[DOCUMENT]:

++++++++

Wednesday, September 30, 2009
Delayed Dozen - yet another update
Although the whole process has made the FFA look both clumsy and devious, the ultimate decision to delay entry for a Western Sydney team is undoubtedly the correct one. 2010/11 will give the national body a chance to see how the two-teams-per-city dynamic will work in Melbourne, where the market is similar, though not exactly identical, to Sydney's.
11 teams next season, then, with the awkward bye. It remains to be seen whether this will have a further adverse effect on crowds (given that there will be greater gaps between home games at times); given the alarming drop-off already in 2009/10, the league could barely afford this.
Re the Western Sydney franchise, the key question of location remains. With a more gentle lead-in period, hopefully Ian Rowden and his crew will be made properly aware of the problems ANZ Stadium would entail.
Saturday, September 26, 2009
Losing Their Griff
There were even stronger echoes of the Jets' brief period under Nick Theodorakopoulos, at the beginning of the 2006/07 season. They won plenty of points for style, but few points on the competition table. There was no lack of elegant play in midfield, especially from the aforementioned Carle, but the final touch was lacking.

++++++++

[DATA ENTRIES]:
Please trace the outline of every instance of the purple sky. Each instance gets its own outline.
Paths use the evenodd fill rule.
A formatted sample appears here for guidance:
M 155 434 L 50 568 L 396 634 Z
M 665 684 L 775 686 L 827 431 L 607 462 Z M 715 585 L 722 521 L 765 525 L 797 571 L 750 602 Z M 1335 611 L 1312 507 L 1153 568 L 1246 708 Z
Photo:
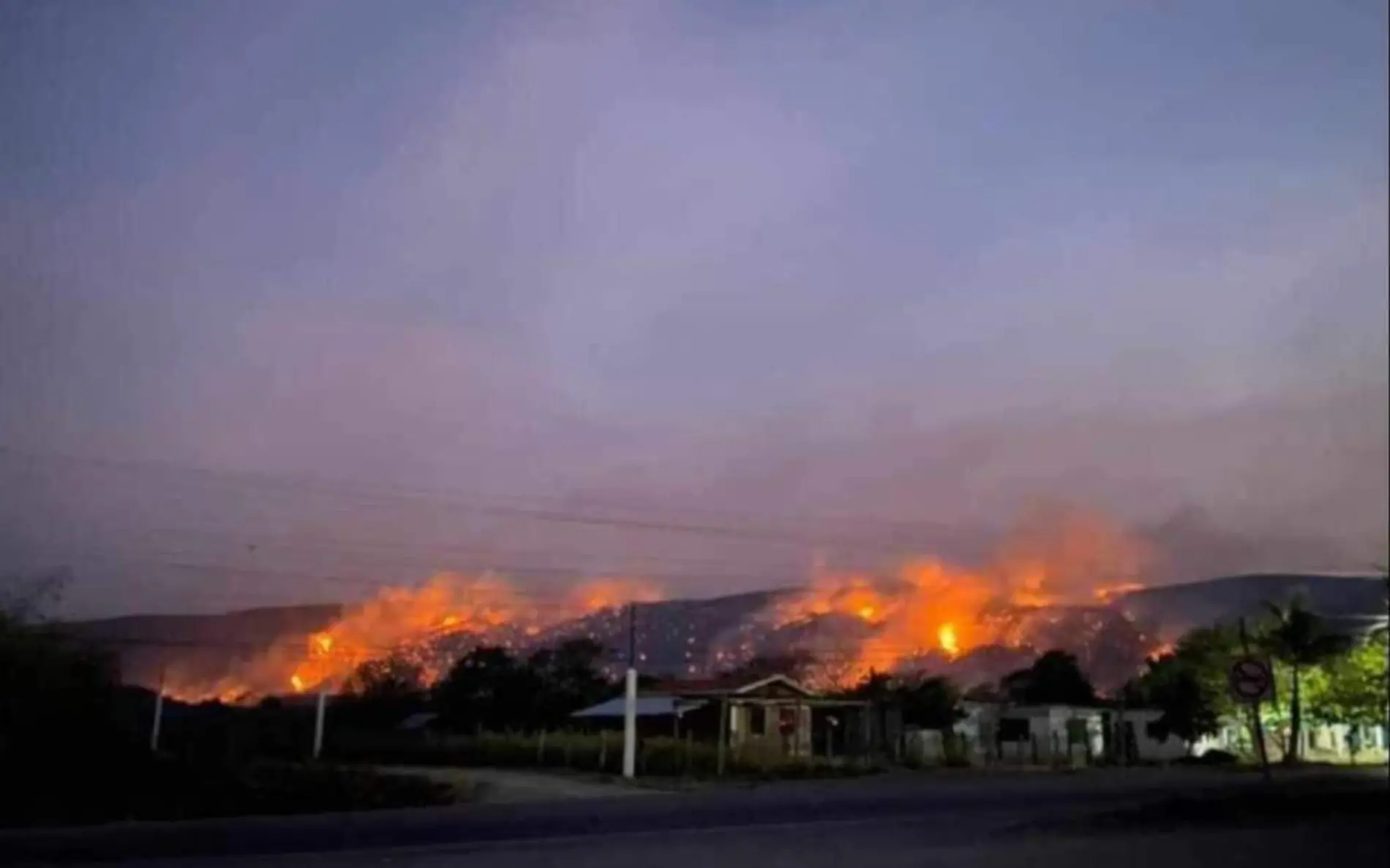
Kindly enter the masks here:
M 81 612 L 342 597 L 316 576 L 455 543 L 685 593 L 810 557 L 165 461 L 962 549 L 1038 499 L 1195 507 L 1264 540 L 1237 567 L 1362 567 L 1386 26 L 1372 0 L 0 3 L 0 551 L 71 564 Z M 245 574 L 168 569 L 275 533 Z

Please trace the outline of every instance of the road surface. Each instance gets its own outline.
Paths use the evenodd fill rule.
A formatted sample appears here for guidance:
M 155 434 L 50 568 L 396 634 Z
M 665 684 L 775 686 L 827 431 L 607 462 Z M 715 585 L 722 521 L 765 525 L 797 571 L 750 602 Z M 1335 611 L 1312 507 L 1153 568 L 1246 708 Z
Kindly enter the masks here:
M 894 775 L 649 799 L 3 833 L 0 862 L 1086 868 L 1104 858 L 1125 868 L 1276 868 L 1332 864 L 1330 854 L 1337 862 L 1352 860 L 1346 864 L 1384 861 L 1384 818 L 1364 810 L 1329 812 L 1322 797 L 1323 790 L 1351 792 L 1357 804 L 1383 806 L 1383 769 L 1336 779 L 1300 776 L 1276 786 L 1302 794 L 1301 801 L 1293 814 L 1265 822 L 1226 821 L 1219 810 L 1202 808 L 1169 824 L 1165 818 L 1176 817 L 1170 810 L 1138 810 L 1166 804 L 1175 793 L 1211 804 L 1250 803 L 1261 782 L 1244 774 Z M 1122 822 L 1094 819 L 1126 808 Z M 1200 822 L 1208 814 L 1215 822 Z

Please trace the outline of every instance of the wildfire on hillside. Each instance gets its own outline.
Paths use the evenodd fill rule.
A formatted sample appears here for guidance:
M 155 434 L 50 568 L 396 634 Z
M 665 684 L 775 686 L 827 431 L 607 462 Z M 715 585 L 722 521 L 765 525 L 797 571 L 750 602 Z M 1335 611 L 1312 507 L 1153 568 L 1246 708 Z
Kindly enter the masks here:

++++++++

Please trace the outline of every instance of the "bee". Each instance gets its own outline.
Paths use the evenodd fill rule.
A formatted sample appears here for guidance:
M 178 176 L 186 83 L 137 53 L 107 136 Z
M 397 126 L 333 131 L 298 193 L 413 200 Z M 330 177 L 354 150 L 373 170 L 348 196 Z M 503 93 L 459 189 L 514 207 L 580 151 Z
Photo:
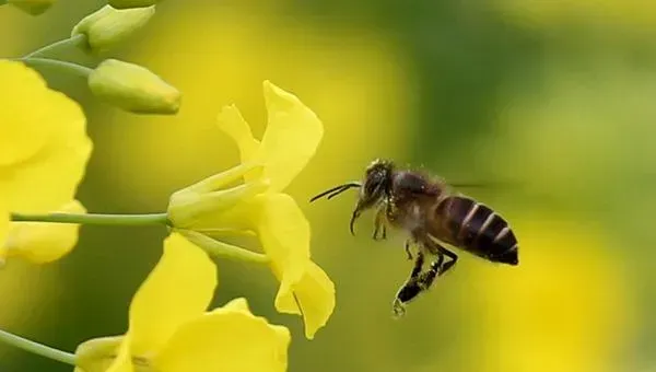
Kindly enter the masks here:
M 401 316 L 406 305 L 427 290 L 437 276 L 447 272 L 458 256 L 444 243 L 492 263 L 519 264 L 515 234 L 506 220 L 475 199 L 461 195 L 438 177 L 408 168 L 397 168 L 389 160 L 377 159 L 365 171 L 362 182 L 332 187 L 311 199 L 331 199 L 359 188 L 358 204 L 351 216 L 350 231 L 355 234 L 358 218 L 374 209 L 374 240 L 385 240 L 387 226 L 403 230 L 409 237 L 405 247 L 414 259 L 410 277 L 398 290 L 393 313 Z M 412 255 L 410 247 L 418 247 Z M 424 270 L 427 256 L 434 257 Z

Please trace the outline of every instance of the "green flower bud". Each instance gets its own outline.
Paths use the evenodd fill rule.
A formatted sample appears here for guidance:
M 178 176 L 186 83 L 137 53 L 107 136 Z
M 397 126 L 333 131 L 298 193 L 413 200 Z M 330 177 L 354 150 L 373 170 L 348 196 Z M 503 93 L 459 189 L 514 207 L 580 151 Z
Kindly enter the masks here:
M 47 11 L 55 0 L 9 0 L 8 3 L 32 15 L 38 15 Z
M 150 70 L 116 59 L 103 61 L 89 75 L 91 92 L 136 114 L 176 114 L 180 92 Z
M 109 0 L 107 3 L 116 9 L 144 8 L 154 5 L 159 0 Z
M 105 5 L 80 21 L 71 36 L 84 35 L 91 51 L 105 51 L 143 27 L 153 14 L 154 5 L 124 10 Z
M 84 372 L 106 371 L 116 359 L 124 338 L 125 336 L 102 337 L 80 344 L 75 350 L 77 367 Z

++++++++

[AIM 1]:
In the football blog, translate this sentence into Spanish: "Re the Western Sydney franchise, the key question of location remains."
[AIM 2]:
Count the lines in the entries that contain the word "Please" and give only the number.

[CORRECT RESPONSE 1]:
En cuanto a la franquicia de Western Sydney, sigue pendiente la cuestión clave de la ubicación.

[CORRECT RESPONSE 2]:
5